Part of a data file
__________________________________________________
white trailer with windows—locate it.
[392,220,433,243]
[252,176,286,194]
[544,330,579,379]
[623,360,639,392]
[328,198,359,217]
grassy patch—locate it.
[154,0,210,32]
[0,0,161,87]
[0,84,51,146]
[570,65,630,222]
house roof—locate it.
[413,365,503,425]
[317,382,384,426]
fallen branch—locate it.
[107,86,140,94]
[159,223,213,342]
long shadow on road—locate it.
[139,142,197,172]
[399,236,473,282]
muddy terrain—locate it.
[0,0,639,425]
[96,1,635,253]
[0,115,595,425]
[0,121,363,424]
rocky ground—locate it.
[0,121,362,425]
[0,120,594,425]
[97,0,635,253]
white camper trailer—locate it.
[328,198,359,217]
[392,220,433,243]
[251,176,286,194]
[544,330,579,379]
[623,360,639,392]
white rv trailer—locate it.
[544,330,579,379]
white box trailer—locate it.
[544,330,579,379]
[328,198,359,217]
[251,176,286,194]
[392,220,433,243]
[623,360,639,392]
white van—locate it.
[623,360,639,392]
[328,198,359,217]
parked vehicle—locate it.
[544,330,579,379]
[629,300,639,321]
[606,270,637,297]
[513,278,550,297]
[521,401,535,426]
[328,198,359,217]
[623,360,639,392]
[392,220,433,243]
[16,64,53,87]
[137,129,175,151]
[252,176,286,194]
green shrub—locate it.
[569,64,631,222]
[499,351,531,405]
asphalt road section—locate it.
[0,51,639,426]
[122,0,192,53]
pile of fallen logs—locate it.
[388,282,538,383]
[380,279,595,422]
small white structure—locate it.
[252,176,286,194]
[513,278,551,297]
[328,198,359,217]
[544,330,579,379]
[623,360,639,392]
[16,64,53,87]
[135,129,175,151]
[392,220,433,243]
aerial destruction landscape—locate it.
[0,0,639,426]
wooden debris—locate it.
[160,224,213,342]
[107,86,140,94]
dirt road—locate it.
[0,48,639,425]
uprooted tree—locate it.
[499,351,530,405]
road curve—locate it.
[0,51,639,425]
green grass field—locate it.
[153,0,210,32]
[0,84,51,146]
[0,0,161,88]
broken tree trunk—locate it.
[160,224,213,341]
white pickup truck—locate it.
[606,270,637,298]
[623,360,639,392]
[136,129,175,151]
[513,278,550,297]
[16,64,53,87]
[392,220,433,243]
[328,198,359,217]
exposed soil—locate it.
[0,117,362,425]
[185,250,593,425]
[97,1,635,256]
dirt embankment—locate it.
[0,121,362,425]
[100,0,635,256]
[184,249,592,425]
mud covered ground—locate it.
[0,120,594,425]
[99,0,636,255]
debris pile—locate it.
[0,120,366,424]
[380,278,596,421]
__________________________________________________
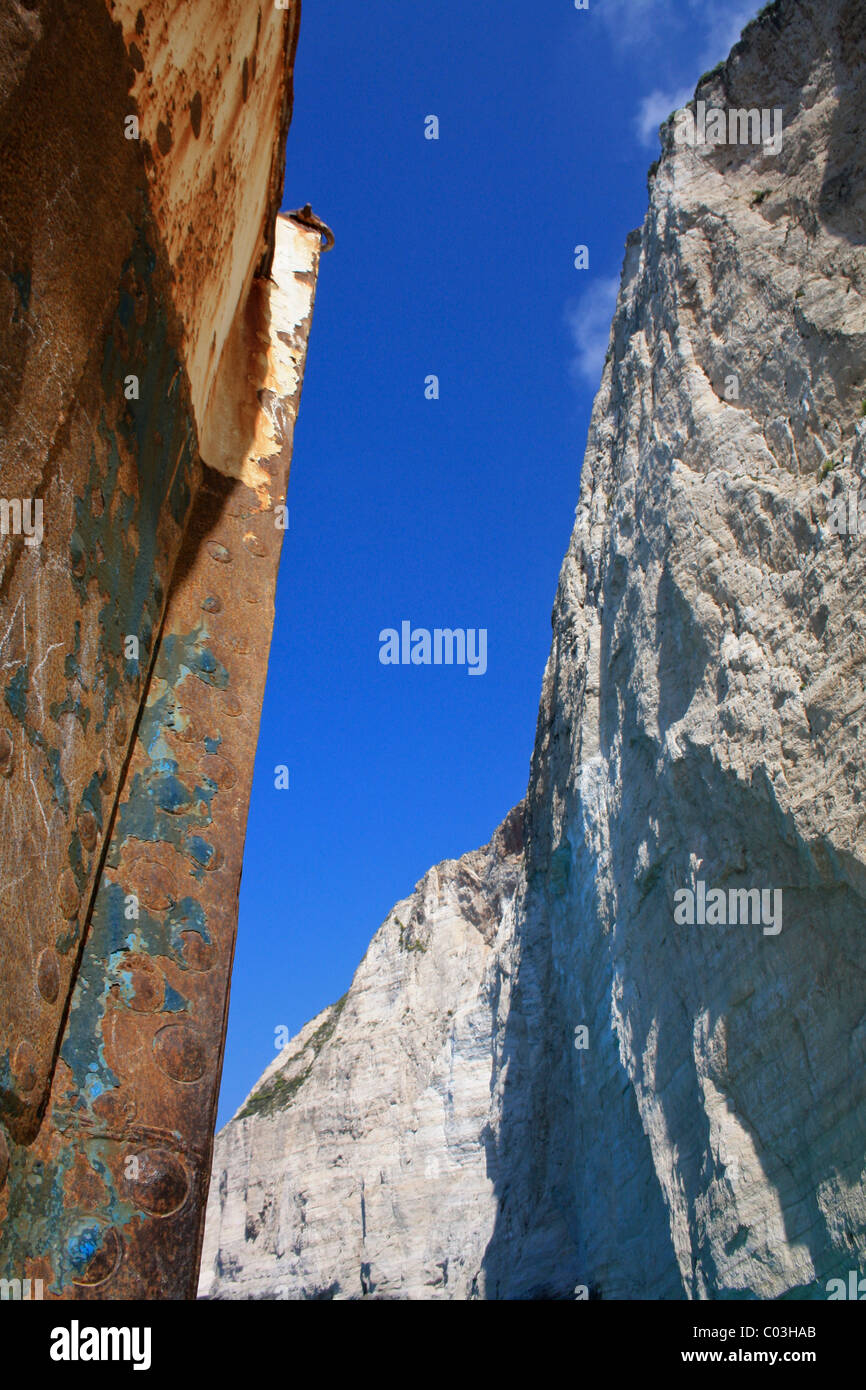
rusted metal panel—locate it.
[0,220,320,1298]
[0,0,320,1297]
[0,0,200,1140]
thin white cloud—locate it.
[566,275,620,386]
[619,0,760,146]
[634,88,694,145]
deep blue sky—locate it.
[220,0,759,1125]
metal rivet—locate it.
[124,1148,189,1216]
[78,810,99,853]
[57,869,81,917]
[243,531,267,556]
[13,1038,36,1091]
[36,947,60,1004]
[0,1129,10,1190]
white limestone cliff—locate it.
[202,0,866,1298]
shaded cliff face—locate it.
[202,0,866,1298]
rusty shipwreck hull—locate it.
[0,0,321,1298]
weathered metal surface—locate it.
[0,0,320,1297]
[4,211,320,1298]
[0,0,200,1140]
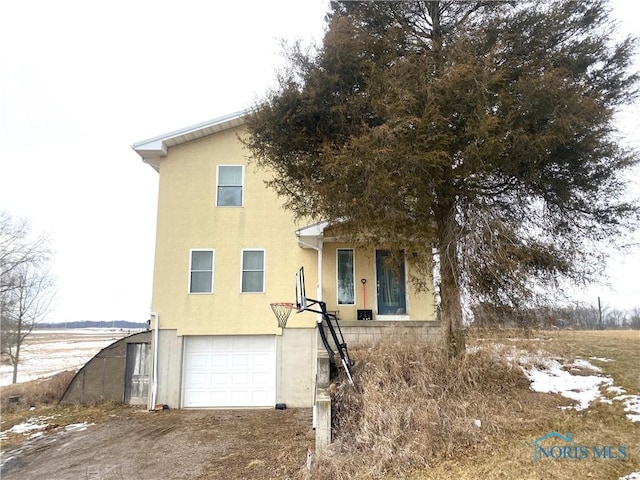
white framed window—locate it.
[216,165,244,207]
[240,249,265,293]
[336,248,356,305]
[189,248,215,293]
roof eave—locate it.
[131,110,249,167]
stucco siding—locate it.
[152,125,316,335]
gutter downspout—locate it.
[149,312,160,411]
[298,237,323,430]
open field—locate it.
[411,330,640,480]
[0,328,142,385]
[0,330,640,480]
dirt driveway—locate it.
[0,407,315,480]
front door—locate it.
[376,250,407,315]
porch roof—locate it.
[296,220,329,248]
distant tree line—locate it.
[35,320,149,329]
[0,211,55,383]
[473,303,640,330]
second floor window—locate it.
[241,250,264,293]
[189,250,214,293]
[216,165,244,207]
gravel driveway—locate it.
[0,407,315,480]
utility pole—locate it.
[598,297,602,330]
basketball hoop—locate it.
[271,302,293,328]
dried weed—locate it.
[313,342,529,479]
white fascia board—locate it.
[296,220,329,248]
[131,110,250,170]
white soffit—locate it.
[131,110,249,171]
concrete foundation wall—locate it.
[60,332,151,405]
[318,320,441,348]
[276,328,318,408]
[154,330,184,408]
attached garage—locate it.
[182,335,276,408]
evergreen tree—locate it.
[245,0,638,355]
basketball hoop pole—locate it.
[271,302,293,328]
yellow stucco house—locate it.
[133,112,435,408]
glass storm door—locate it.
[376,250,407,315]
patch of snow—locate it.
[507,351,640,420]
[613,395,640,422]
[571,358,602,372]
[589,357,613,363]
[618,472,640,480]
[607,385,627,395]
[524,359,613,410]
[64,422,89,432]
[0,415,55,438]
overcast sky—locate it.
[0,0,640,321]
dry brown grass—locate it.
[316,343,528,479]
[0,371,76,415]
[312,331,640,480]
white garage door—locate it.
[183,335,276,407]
__________________________________________________
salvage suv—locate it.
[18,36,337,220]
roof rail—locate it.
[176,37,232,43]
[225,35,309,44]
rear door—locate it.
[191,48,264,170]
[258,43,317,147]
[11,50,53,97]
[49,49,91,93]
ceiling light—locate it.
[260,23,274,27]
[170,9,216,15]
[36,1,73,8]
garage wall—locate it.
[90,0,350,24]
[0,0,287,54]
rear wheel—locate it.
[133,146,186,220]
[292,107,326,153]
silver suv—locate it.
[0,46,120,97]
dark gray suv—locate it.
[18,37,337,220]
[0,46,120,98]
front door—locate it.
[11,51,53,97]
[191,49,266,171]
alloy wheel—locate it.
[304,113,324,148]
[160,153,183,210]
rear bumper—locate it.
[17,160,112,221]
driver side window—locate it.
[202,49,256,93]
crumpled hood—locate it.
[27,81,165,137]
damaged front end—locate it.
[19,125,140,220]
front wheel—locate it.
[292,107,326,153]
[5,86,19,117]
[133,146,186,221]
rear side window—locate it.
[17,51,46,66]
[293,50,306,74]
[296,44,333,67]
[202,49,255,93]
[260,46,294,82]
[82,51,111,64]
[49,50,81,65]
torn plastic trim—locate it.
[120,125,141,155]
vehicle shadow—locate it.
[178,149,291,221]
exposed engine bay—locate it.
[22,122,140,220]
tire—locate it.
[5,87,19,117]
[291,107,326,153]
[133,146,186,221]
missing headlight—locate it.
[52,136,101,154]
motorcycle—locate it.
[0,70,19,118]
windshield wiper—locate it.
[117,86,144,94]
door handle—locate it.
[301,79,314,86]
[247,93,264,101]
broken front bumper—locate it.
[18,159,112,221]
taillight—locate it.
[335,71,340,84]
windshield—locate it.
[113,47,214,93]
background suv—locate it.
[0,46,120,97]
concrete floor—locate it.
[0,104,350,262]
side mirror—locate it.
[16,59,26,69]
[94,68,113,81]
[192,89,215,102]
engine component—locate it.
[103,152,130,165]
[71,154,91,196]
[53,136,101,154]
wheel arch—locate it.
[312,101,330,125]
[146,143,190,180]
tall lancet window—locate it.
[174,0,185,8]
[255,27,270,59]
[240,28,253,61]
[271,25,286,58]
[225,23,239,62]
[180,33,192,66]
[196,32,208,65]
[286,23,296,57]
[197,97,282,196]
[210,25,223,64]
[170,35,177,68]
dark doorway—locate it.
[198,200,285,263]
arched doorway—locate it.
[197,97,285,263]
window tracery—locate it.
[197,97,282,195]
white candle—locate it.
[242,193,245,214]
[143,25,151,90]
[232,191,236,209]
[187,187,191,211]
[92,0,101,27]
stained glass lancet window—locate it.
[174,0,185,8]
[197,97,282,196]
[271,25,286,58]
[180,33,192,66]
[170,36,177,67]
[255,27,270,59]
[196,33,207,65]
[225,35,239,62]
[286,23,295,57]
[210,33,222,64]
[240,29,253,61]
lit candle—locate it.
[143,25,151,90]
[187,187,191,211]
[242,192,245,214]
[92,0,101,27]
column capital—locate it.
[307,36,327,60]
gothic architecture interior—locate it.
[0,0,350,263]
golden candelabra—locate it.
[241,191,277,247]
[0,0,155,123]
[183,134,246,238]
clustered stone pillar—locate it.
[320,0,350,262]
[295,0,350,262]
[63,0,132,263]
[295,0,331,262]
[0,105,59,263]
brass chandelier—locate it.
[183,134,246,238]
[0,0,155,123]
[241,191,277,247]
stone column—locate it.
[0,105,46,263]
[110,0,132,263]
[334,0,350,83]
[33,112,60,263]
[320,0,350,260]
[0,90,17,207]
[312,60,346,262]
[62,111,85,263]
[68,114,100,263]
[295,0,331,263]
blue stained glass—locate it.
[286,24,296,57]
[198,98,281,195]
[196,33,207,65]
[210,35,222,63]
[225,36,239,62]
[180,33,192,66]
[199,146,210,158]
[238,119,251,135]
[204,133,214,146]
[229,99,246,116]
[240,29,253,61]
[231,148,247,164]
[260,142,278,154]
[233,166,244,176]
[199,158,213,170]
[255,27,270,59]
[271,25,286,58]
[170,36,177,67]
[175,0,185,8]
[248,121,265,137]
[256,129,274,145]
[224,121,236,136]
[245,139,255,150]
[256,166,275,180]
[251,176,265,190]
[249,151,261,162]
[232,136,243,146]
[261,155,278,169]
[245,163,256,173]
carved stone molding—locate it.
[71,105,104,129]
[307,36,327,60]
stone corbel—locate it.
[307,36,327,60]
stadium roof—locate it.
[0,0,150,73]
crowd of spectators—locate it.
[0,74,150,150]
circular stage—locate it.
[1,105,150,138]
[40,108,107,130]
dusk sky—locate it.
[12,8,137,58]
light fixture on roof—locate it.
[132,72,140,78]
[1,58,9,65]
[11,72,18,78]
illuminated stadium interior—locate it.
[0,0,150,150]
__________________________________________________
[GIVEN INSTRUCTION]:
Render the lines starting at the one containing "roof rail—locate it." and ending at the one containing "[178,149,291,221]" as a JSON list of strings, one string per line, with both end lines included.

[THE RESULT]:
[
  "roof rail—locate it.",
  "[176,37,232,43]",
  "[225,35,309,44]",
  "rear door—locate it.",
  "[191,48,264,170]",
  "[258,43,317,147]",
  "[11,50,53,97]",
  "[49,49,91,93]",
  "ceiling light—locate it.",
  "[260,23,274,27]",
  "[170,9,216,15]",
  "[36,1,73,8]",
  "garage wall—locate it.",
  "[90,0,350,24]",
  "[0,0,287,54]",
  "rear wheel—locate it.",
  "[133,146,186,220]",
  "[292,107,326,153]",
  "silver suv—locate it.",
  "[0,46,120,97]",
  "dark gray suv—locate it.",
  "[18,37,337,220]",
  "[0,46,120,98]",
  "front door—locate it.",
  "[11,51,53,97]",
  "[191,49,266,171]",
  "alloy wheel—locate it.",
  "[304,113,324,148]",
  "[160,153,183,210]",
  "rear bumper—locate it.",
  "[17,160,112,221]",
  "driver side window—locate it.",
  "[202,49,256,93]",
  "crumpled hood—locate it.",
  "[27,81,165,137]",
  "damaged front end—locate it.",
  "[19,125,140,220]",
  "front wheel—locate it.",
  "[292,107,326,153]",
  "[5,86,19,117]",
  "[133,146,186,221]",
  "rear side window—locate it.",
  "[17,51,46,66]",
  "[293,50,306,74]",
  "[296,44,333,67]",
  "[202,49,255,93]",
  "[260,46,294,82]",
  "[82,51,111,64]",
  "[49,50,81,65]",
  "torn plastic trim—locate it.",
  "[120,125,141,155]",
  "vehicle shadow—locate it.",
  "[178,149,291,221]"
]